Aim ▸
Copy the material below, replacing every "thickest part" with "widest part" and leaving everything else as it is.

==========

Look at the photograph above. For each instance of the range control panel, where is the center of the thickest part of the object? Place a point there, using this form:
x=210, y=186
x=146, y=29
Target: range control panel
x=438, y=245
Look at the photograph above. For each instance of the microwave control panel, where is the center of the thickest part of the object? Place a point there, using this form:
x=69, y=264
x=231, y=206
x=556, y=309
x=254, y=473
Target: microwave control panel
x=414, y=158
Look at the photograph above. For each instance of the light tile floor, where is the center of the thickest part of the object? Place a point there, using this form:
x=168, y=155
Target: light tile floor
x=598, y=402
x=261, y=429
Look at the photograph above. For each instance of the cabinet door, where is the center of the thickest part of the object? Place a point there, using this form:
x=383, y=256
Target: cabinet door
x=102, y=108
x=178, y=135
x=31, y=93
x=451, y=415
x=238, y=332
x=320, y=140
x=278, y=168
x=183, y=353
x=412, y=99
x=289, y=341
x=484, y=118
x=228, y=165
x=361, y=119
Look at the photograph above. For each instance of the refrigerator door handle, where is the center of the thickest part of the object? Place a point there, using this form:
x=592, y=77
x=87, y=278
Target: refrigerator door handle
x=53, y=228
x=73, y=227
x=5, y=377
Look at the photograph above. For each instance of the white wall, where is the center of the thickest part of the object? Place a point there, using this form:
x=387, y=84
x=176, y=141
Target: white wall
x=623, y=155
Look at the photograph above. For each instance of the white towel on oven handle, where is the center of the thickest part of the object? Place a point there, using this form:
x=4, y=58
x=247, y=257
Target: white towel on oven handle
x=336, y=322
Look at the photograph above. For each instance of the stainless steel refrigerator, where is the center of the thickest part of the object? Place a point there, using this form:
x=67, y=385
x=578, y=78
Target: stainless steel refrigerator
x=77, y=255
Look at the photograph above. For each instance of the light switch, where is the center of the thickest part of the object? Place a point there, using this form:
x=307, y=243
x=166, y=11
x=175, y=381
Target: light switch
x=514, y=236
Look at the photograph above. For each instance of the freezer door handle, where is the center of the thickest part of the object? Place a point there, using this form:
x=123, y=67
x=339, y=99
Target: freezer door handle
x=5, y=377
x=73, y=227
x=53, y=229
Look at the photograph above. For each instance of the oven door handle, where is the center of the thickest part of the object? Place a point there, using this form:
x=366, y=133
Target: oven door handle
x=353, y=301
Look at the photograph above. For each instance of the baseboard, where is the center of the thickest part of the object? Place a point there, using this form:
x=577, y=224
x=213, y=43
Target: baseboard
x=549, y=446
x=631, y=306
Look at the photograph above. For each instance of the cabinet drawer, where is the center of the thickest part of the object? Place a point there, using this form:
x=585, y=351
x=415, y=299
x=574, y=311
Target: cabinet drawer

==========

Written response ▸
Look at the photograph above. For each instance of the range control panel, where is the center of the widest part of the object? Place a point there, using this form:
x=210, y=186
x=146, y=29
Target: range control panel
x=438, y=245
Look at the photograph above. For each instance of the microwave control panel, where is the center of the widest part of the object? Place a point there, using this form:
x=69, y=264
x=231, y=206
x=556, y=309
x=254, y=473
Target: microwave control panel
x=414, y=158
Look at the photograph above. For each instance of the light tile floor, where is the center of the widest part of the object? Place a point there, using this form:
x=168, y=155
Target: light tile floor
x=598, y=402
x=261, y=429
Look at the photograph above. For each instance of the cabinet door, where is the center of the widest part of the object? Place a point there, using this form:
x=383, y=256
Target: cabinet door
x=102, y=108
x=178, y=135
x=31, y=93
x=451, y=415
x=238, y=332
x=320, y=140
x=278, y=168
x=183, y=353
x=412, y=99
x=289, y=341
x=484, y=118
x=228, y=165
x=361, y=119
Look at the photograph above. For each instance of the refrigerator door handle, where is the center of the widest part of the object? Place a point there, using this form:
x=592, y=77
x=87, y=278
Target: refrigerator door handle
x=53, y=228
x=73, y=227
x=5, y=377
Look at the photograph above. For each instance of the white wall, where is the center of the widest part of the object? Place a point there, using this form:
x=387, y=84
x=176, y=141
Target: white wall
x=623, y=155
Look at the photograph above. For each instance of the white towel on oven handle, where is the center of the widest part of the object? Place a point there, using this form:
x=4, y=58
x=247, y=257
Target: white towel on oven handle
x=336, y=322
Look at the photograph above. For each instance of the stainless steel refrigerator, where is the center of the widest part of the object? Place a point there, using this form:
x=67, y=385
x=578, y=78
Target: stainless steel refrigerator
x=77, y=255
Look at the photograph above. For each instance of the light switch, where is the center of the widest part of the object? Place a point there, using this form:
x=307, y=243
x=166, y=11
x=175, y=381
Target: light switch
x=514, y=236
Look at the photograph above. For each instance of the freezer door handle, where is the center of the widest part of the object? Place a point there, using this form:
x=123, y=67
x=339, y=99
Target: freezer door handle
x=5, y=377
x=73, y=227
x=53, y=229
Look at the photograph above. For each instance of the oven door handle, where is the center of the widest part of the object? Place a point there, using this form:
x=366, y=133
Target: oven door handle
x=353, y=301
Look at the photograph above. For each instance of the baseboard, where is the center of the widest part of the object? Place a point there, using this form:
x=577, y=224
x=213, y=43
Target: baseboard
x=549, y=446
x=631, y=306
Look at the photograph above. For each instance of the cabinet drawer, where is the center of the widest part of the object? Place a point there, using this form:
x=585, y=351
x=415, y=299
x=574, y=311
Target: cabinet drawer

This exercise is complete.